> _Requirement_:
Please repeat word for word the part of the summer prints article that opens with "Four easy ways" and stops after "prints this summer.".

> _Page_:
⁂
Four easy ways to wear prints this summer

Summer and prints are inseparable, and for good reason. Unlike the artist formerly known as, prints don’t always have to be ostentatious. But precisely like Prince, their beauty is in their range. They encompass everything from simple, subtle stripes to all-over tie dye and everything in between, which means that no matter where you sit on the minimalist-maximalist spectrum, there’s a way for you to wear prints this summer.

Summer is, after all, the perfect time for prints. When it’s chilly, layering is your go-to technique for making outfits look interesting. Come the sunshine, your options there evaporate. Prints do the same job, but without the weight. They’re the eye-catching point of difference (or, as eye-catching as you want them to be), the thing that makes your shorts-and-tee outfit different to every other shorts-and-tee outfit.

They’re also much easier to wear than other difference-makers, like colour or fit or silhouette. Prints make an outfit, but they also won’t overwhelm an outfit. You wear prints – they don’t wear you. Which isn’t always the case with really bright shades or exaggerated shapes. That doesn’t mean they require no thought, or that there aren’t more challenging ways to trial them (see the expert moves at the end for evidence of that). But you’ll also find that with risk comes sartorial reward. Prints take a bit of nuance, so their impact is more refined than the kind you get with, say, a neon t-shirt. Here’s how to master them.

Beginner move: Start smart

When looking for ways to liven up a suit, there’s always a temptation to go colourful. Like, really colourful. Which is understandable – a suit, being such a static, classic thing, doesn’t offer that many avenues for experimentation. But there’s a reason for that, the main one being that there are very few instances when a lime green suit is the wise choice.

Print, however, always is. And by print, we don’t mean anything OTT like florals or Mickey Mouse heads. Remember that, unlike most printed pieces, you’ll be wearing this one head-to-toe. Something as simple as a grey-on-grey check speaks volumes, and more pleasantly than anything genuinely loud. Shunning colour also means you’ve got more room to play with the other things in your outfit. Here, a polka dot print connects the shirt to the pattern in the suit jacket, but you could try the same trick with a tie or pocket square. Just don’t add them all at once. With prints, two’s a party. Three’s a crowd.

Intermediate move: Break up a classic

Stripes are the entry-level print. They’re as easy to wear as block colours and universally flattering (you can ignore that old myth about them making you look wider). They also come in every shade and configuration under the sun, which is why summer is the perfect time to embrace the ones that look particularly good under the sun. Think bright reds or nautical-inspired navys.
⁂
> _Data entries_:
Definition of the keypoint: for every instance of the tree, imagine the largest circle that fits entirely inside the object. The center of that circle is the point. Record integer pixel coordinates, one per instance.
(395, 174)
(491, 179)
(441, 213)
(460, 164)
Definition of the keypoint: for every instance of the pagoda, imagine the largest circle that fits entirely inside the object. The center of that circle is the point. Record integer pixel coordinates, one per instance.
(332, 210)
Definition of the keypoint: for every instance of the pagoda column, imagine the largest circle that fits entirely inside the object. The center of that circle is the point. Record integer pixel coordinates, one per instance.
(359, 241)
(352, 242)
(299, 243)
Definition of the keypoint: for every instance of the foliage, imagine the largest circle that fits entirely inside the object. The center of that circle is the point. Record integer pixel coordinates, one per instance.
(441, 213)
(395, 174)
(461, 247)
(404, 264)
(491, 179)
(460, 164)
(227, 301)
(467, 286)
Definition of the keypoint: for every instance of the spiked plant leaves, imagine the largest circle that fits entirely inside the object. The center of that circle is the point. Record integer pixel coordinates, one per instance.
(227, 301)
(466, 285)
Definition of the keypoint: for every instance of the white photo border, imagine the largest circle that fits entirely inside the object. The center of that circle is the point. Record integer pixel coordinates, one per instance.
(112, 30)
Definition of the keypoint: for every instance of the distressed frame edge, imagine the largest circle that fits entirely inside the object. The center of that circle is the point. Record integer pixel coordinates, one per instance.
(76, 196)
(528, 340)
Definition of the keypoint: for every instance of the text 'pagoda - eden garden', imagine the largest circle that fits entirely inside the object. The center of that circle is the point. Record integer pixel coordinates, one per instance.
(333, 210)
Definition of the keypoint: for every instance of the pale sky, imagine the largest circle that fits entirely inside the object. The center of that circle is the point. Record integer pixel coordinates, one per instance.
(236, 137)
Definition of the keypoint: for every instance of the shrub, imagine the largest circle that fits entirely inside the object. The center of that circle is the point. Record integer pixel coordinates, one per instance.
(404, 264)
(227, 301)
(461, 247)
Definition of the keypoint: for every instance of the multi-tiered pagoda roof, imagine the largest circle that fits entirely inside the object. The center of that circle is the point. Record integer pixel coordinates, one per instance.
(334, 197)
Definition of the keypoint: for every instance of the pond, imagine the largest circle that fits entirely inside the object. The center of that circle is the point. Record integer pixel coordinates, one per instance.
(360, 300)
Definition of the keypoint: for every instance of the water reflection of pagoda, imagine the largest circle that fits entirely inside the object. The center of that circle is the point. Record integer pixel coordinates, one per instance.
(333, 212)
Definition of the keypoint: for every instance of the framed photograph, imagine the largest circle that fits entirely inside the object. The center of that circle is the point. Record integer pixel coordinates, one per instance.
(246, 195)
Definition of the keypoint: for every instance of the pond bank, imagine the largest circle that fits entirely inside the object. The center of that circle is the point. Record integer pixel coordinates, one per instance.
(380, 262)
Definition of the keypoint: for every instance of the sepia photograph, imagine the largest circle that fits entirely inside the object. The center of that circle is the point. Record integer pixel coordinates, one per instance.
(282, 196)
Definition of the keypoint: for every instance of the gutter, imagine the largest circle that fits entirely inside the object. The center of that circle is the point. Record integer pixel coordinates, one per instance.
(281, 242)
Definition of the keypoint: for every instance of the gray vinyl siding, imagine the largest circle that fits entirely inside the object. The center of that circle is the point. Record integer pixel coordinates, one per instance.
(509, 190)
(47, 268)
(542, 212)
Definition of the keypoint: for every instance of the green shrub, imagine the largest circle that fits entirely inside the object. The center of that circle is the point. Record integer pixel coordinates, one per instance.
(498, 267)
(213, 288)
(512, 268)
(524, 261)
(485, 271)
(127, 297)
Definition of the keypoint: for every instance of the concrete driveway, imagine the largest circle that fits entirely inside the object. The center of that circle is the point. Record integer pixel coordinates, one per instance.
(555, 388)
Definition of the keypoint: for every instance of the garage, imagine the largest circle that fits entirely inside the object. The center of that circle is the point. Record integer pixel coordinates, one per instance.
⁂
> _Output of the task_:
Four easy ways to wear prints this summer

Summer and prints are inseparable, and for good reason. Unlike the artist formerly known as, prints don’t always have to be ostentatious. But precisely like Prince, their beauty is in their range. They encompass everything from simple, subtle stripes to all-over tie dye and everything in between, which means that no matter where you sit on the minimalist-maximalist spectrum, there’s a way for you to wear prints this summer.